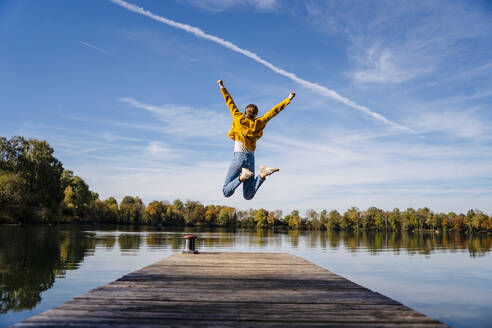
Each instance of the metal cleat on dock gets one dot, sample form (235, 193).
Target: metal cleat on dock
(190, 245)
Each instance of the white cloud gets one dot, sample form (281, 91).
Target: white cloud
(380, 65)
(185, 121)
(455, 123)
(157, 148)
(98, 49)
(222, 5)
(322, 90)
(395, 42)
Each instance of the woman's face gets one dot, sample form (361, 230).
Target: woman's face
(251, 113)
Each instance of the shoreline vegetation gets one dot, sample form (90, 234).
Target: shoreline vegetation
(35, 188)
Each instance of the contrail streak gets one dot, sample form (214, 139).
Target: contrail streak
(94, 47)
(313, 86)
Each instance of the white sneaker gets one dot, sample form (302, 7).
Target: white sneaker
(245, 174)
(267, 170)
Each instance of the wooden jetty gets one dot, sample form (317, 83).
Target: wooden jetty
(231, 290)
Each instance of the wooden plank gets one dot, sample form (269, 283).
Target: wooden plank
(231, 290)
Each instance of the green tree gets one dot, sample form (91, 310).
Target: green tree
(156, 212)
(38, 173)
(334, 219)
(131, 210)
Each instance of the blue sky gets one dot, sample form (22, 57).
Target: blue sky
(393, 105)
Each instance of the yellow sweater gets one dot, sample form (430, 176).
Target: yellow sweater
(245, 130)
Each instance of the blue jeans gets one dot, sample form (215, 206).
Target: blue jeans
(251, 185)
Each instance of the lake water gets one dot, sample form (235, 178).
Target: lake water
(445, 276)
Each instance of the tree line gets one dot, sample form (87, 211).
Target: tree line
(35, 188)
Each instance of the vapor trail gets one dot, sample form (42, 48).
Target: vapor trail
(99, 49)
(313, 86)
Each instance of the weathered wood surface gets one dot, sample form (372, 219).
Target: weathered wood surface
(231, 290)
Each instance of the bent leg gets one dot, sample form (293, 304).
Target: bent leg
(232, 177)
(251, 185)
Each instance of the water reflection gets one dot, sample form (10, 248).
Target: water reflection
(32, 257)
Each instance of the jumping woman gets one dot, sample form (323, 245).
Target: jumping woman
(246, 130)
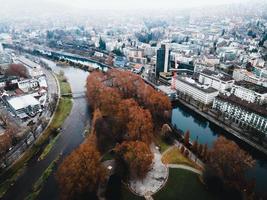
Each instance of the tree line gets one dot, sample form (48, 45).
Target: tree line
(126, 114)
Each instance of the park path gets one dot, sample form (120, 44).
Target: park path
(180, 166)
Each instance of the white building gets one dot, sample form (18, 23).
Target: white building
(244, 75)
(250, 92)
(197, 91)
(241, 112)
(28, 84)
(24, 106)
(216, 80)
(33, 68)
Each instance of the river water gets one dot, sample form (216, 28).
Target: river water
(207, 133)
(185, 119)
(74, 126)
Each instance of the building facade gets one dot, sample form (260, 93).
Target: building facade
(242, 112)
(250, 92)
(216, 80)
(195, 90)
(163, 57)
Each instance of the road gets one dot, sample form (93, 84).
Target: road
(71, 136)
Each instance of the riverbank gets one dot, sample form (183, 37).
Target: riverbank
(62, 110)
(224, 126)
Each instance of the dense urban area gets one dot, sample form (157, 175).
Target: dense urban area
(135, 105)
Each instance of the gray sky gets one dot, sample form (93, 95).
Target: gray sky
(118, 4)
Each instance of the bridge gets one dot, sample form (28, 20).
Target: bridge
(75, 95)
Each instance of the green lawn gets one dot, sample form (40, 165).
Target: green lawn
(174, 156)
(183, 185)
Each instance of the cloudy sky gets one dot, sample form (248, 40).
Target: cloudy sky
(116, 4)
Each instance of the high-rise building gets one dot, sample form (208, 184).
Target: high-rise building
(163, 58)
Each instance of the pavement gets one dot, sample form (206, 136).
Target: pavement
(154, 179)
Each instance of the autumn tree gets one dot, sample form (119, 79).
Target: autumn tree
(81, 172)
(182, 149)
(123, 116)
(94, 86)
(137, 156)
(195, 146)
(166, 132)
(226, 167)
(187, 138)
(109, 99)
(200, 150)
(158, 103)
(140, 126)
(17, 70)
(106, 138)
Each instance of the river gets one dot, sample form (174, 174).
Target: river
(74, 126)
(70, 137)
(207, 133)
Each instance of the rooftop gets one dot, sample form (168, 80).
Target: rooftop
(252, 86)
(23, 101)
(27, 62)
(221, 76)
(252, 107)
(196, 85)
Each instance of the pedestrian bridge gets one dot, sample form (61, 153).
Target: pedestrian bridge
(75, 95)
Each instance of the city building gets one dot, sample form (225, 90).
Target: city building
(33, 68)
(23, 106)
(250, 92)
(242, 112)
(7, 81)
(203, 93)
(244, 75)
(163, 57)
(216, 80)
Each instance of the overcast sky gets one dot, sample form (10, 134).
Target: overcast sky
(117, 4)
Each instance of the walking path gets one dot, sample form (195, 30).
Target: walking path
(180, 166)
(154, 180)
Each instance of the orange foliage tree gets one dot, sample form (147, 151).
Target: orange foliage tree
(137, 157)
(81, 172)
(109, 99)
(140, 125)
(94, 87)
(229, 163)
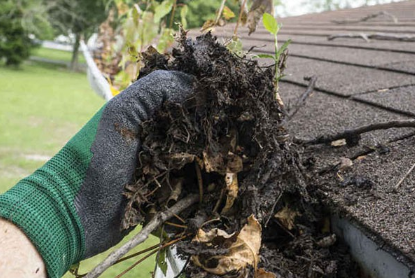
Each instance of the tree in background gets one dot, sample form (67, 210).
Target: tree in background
(79, 17)
(19, 22)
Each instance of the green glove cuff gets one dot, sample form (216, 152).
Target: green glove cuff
(42, 205)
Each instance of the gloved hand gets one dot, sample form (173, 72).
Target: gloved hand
(72, 207)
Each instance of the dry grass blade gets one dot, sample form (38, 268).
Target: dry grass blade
(157, 220)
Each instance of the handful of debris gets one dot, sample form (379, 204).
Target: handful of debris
(228, 144)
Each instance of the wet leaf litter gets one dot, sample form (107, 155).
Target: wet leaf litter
(228, 143)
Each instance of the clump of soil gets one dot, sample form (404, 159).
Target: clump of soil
(229, 144)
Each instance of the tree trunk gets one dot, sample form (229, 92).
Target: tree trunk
(75, 52)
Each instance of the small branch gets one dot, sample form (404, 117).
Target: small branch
(220, 11)
(404, 177)
(199, 181)
(302, 99)
(235, 32)
(374, 36)
(354, 134)
(154, 223)
(136, 263)
(272, 210)
(172, 14)
(366, 18)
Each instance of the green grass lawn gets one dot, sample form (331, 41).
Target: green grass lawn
(41, 108)
(54, 54)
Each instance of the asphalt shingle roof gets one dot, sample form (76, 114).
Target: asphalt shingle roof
(359, 83)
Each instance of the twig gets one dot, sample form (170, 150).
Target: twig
(172, 14)
(222, 193)
(222, 6)
(404, 177)
(235, 31)
(136, 263)
(354, 134)
(302, 99)
(199, 181)
(366, 18)
(137, 253)
(375, 36)
(176, 225)
(272, 210)
(154, 223)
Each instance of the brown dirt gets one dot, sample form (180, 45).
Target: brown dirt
(233, 124)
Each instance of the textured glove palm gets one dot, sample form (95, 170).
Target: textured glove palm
(72, 207)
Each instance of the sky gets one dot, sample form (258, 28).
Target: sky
(299, 7)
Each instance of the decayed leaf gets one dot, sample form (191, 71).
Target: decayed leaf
(232, 187)
(243, 251)
(208, 25)
(327, 241)
(338, 143)
(345, 163)
(262, 273)
(287, 216)
(258, 8)
(179, 160)
(213, 163)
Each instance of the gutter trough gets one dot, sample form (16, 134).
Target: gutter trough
(373, 259)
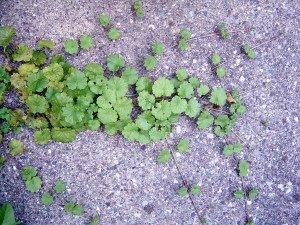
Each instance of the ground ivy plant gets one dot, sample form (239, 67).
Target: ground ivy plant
(60, 101)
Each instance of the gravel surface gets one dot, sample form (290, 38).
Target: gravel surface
(122, 181)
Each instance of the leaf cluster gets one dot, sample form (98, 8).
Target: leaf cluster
(183, 42)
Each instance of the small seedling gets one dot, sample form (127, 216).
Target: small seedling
(252, 194)
(243, 168)
(164, 156)
(59, 186)
(183, 146)
(47, 199)
(16, 147)
(182, 191)
(137, 6)
(185, 36)
(74, 209)
(71, 46)
(239, 194)
(221, 72)
(104, 20)
(222, 30)
(86, 42)
(150, 62)
(114, 34)
(195, 189)
(249, 52)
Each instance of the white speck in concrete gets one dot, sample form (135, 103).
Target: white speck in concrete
(210, 136)
(138, 215)
(151, 26)
(281, 187)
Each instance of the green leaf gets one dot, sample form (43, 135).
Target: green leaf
(162, 87)
(183, 45)
(28, 173)
(118, 86)
(195, 189)
(215, 59)
(221, 72)
(202, 90)
(162, 111)
(72, 114)
(37, 82)
(23, 53)
(42, 136)
(243, 168)
(158, 48)
(115, 62)
(164, 156)
(178, 105)
(39, 57)
(63, 135)
(183, 146)
(34, 184)
(59, 186)
(95, 219)
(205, 120)
(252, 194)
(218, 96)
(146, 100)
(182, 191)
(47, 199)
(181, 74)
(186, 34)
(4, 77)
(16, 147)
(137, 5)
(93, 125)
(46, 44)
(71, 46)
(6, 34)
(107, 115)
(77, 80)
(54, 72)
(193, 108)
(194, 82)
(69, 206)
(130, 75)
(86, 42)
(114, 34)
(185, 90)
(104, 20)
(150, 62)
(238, 194)
(77, 210)
(7, 216)
(37, 104)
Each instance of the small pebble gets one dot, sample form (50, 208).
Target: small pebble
(242, 79)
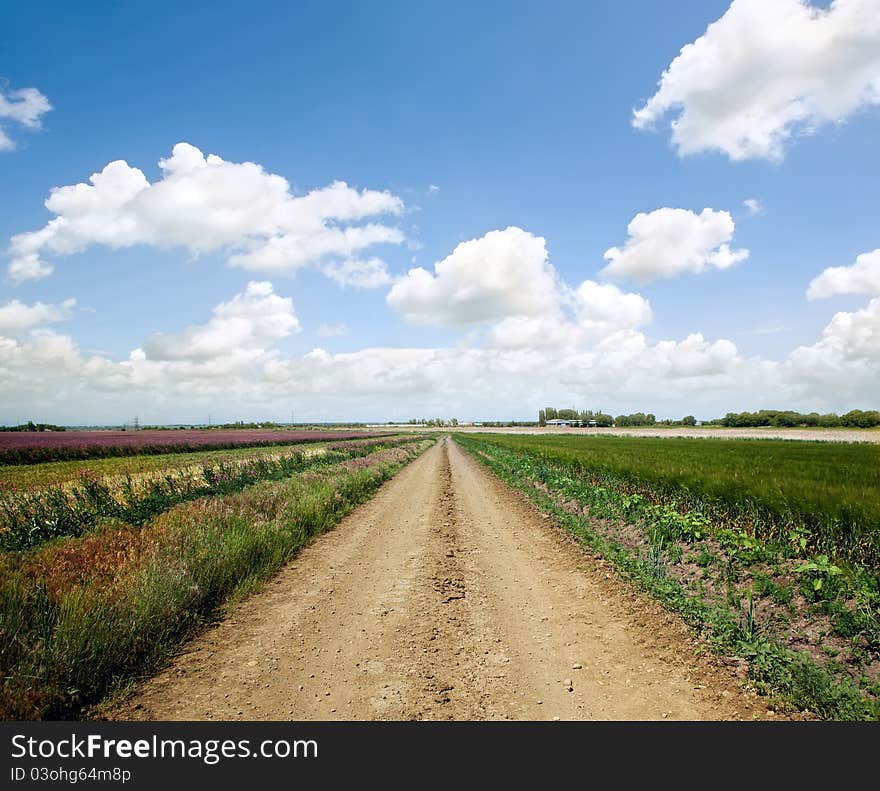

+ + + + +

Aim of the exercise: Look back at the data above, then output exactly the lines from the line holding "Each instance of the textured" up to and including the line holding "Each instance of the small seedling". Leave out the pictures.

Reply:
Each instance of the textured glove palm gets one dot, sample form (95, 170).
Target: textured glove palm
(72, 207)
Each instance of the sky gets one dot, sample form (258, 28).
Target: sky
(299, 7)
Each instance of the decayed leaf gets one dot, sample form (191, 71).
Target: decayed leaf
(232, 187)
(243, 251)
(208, 25)
(327, 241)
(338, 143)
(345, 163)
(262, 273)
(287, 216)
(258, 8)
(179, 160)
(213, 163)
Each instance of the gutter trough gets one dot, sample form (16, 134).
Target: gutter trough
(373, 259)
Each instance of the ground ivy plant gets one dot, sample form (239, 67).
Target: ground ivy plant
(60, 101)
Each instance of the gravel surface gets one dot, sample form (290, 38).
Target: gravel surface
(122, 181)
Each instance of the leaf cluster gets one dot, sample form (98, 8).
Target: leaf cluster
(183, 42)
Each instance of the small seedling gets one dot, sample form (127, 216).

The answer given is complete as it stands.